— start Supplied entries —
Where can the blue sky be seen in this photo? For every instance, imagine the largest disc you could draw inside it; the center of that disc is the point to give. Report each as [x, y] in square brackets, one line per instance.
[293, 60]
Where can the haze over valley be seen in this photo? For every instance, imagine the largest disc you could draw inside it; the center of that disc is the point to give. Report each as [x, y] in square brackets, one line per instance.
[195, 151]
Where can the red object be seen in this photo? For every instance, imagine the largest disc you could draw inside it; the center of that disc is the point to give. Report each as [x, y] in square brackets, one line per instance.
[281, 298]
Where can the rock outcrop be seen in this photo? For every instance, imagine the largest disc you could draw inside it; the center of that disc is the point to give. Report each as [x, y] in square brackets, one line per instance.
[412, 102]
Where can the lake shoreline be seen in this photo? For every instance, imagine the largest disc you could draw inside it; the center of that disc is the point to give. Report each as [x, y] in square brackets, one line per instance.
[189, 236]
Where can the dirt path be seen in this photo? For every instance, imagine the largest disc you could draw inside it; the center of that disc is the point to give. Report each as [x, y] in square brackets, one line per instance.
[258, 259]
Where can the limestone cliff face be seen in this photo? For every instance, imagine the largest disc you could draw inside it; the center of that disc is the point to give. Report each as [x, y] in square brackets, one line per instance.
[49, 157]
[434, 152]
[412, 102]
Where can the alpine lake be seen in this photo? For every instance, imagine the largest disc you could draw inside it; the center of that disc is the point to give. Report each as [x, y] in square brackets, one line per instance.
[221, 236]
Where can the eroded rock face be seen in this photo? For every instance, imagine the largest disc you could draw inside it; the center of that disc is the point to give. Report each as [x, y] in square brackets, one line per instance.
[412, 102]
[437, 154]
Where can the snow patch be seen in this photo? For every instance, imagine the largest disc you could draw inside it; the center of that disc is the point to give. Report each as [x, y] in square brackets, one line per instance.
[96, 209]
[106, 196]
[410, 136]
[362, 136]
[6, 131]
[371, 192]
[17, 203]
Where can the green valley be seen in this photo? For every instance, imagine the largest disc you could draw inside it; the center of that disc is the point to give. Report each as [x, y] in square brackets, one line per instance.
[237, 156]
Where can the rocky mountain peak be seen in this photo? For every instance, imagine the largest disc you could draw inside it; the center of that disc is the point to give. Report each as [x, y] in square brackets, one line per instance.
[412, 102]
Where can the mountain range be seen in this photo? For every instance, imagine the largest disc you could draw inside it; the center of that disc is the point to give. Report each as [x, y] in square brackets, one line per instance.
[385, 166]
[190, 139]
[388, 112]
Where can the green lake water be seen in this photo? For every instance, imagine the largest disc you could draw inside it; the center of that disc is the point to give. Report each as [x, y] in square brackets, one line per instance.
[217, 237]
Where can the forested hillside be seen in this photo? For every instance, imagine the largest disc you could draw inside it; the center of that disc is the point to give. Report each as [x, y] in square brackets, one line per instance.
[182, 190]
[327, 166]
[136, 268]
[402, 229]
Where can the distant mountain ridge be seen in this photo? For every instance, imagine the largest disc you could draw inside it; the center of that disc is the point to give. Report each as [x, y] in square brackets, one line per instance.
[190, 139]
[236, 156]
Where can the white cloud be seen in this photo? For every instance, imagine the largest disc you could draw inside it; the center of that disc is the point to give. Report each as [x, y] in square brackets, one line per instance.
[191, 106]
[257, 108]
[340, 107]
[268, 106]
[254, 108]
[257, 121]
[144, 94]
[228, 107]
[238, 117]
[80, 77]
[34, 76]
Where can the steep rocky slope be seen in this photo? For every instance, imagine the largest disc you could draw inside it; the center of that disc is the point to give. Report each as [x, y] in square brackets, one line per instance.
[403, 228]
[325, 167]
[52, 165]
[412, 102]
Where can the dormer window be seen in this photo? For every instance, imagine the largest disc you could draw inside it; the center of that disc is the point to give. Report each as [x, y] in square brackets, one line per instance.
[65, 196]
— end Supplied entries —
§ Set problem: Retype all of the lines above, keeping every character the same.

§ Written answer:
Where can the blue sky be seen in this photo? For every instance, imagine the largest disc you could draw inside it; the center of that disc is the point to give. Report each as [x, y] in square brackets, one line per instance.
[293, 60]
Where can the haze over valley be seen in this photo? For every instance, imagine the largest disc you could draw inside it; the center of that disc is the point to give. Report each as [x, y] in square brackets, one line per instance.
[195, 151]
Where can the red object be seen in this photo? For every instance, imagine the largest disc you could draw inside it; the center of that disc is the point to give. Report each as [x, y] in square brackets, one line per instance.
[281, 298]
Where can the rock outcrop be seen in this photo? For every instance, imagine the largest disc you could draw inside it; the center of that disc is the point to give. Report each as [x, y] in square brackets, one line per instance.
[412, 102]
Where can the lake shoreline be seen in this photo? For every instance, imagine the largest disc you could draw inside it; the center of that disc is the point to give. Report each as [x, y] in square brackets, one line per instance.
[189, 236]
Where can the dirt path be seen in this photo? For every instance, imagine the largest disc you could draw inside it; the center of that disc is the point to give. Report each as [x, y] in square brackets, one line per instance.
[258, 259]
Where can the limestone cliff face be seen in this photo? For every instance, imagine the largest disc you could draw inside it; the center of that disc is the point to give. Report each as [x, y] in square brackets, one line per instance.
[49, 157]
[434, 152]
[412, 102]
Where can the alpine lake be seen in this photo? For every instance, imagine the largest disc you could draw inside it; the center of that disc is the point to give. Report each as [x, y] in square brackets, one line per instance.
[221, 236]
Where can the eroded rock face be seen in this photo? For every instance, imagine the largest disc you could draw inside it; the center of that disc is the point to give. Report each as [x, y] in square brackets, one line per instance.
[412, 102]
[437, 154]
Where can the snow patch be seen in this photo? For every instance, imagine the largest disc you could draw inside it; the center of that disc is the point to give. Report each as [x, y] in square brackets, one line per instance.
[96, 209]
[106, 196]
[410, 136]
[362, 136]
[6, 131]
[371, 192]
[17, 203]
Where can the green valley be seen in this photo? For every instance, imagine the largest disc you could draw inside it; the center of that disc is the point to give. Report each as [x, y] in square brackets, one line per instance.
[237, 156]
Where can the rocky mountain peak be seen in this photo? For every instance, imagine the largest disc you could draw inside it; the center of that disc is the point to give. Report each as [x, y] in square brackets, one line per instance.
[412, 102]
Where can the mountain range be seen in this photo? For every instance, imagine the largest disc you could draw inside it; the center of that disc is the point to give. Report each as [x, y] in square brackets, one line per instance.
[385, 166]
[190, 139]
[388, 112]
Where can the green lake water be seen in this photo? For every instance, imagine the largest disc you could draw inside it; the center of that disc is the point to give. Report each as [x, y] in square brackets, one line per instance.
[217, 237]
Where can the forested hillside be seen in this photo? For every instance, imagine the largest disc you could draw inside it; the center of that disc is the point to give. Report each as [x, y] in square brackets, one line per instance.
[182, 190]
[327, 166]
[136, 268]
[402, 229]
Where can the distant mountain ridge be seen in this photo? For every instance, imagine the largest disc you could draw inside it; the center of that disc is the point to give. Report each as [x, y] in square brackets, one line per instance.
[190, 139]
[236, 156]
Where can the white cloud be seen in this photo? For every instance, imagine the largest disc you could draw inside it; the center of that disc is the point to give. Report each as [x, y] in square brackets, one line per instance.
[191, 106]
[257, 108]
[340, 107]
[268, 106]
[254, 108]
[257, 121]
[144, 94]
[228, 107]
[238, 117]
[80, 77]
[34, 76]
Where can the steep rocky slope be seen in this photo? For every instance, imagine the largest disc you could draw inside it; the center of that disc is the point to give. Report each as [x, y] in square brackets, one line per instance.
[403, 228]
[325, 167]
[52, 165]
[412, 102]
Where can the dormer window be seen in this photo? For every instance, imagine the largest disc you could draw inside it; the center of that disc is the point to give. Report each as [x, y] in square brackets, one line per instance.
[65, 196]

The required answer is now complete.